Work to complete » Rewrite the material below with "photo" changed to "image" everywhere and nothing else altered, leaving out the pictures.

┄┄┄┄┄┄┄┄┄┄

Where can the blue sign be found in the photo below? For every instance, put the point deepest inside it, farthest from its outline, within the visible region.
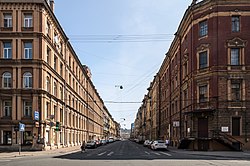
(21, 127)
(36, 116)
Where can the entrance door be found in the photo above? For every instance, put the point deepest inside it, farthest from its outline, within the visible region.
(236, 126)
(7, 138)
(203, 143)
(202, 128)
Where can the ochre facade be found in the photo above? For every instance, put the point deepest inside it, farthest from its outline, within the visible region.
(43, 83)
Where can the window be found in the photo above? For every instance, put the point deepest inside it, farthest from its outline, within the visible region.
(27, 80)
(48, 28)
(27, 108)
(55, 62)
(7, 107)
(70, 79)
(235, 91)
(48, 110)
(7, 50)
(27, 50)
(48, 83)
(203, 60)
(203, 28)
(55, 88)
(28, 20)
(7, 20)
(7, 80)
(235, 56)
(235, 24)
(61, 93)
(48, 55)
(61, 69)
(203, 93)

┄┄┄┄┄┄┄┄┄┄

The reply »
Where can the blue sign be found in the image below? For every instance, put the point deepest inside it, farthest from its outline, within the visible region.
(21, 127)
(36, 116)
Where can the entrance door be found in the image above? For every instance, put the point deepest inside it, farthest from its outline, within the visible region.
(236, 126)
(7, 138)
(203, 143)
(202, 128)
Where can the ochre facade be found in the image above? For every instance, put the point deepest inside it, farthest from its outline, within the visible region.
(43, 83)
Where can the window be found in the image above? For every instance, put the point deepest inside it, farthest from its outline, within the visible region.
(27, 80)
(48, 28)
(27, 108)
(55, 62)
(7, 107)
(70, 79)
(235, 91)
(48, 110)
(7, 50)
(27, 50)
(48, 83)
(203, 60)
(203, 28)
(55, 88)
(28, 20)
(7, 20)
(7, 80)
(235, 56)
(235, 24)
(61, 93)
(48, 55)
(61, 69)
(203, 93)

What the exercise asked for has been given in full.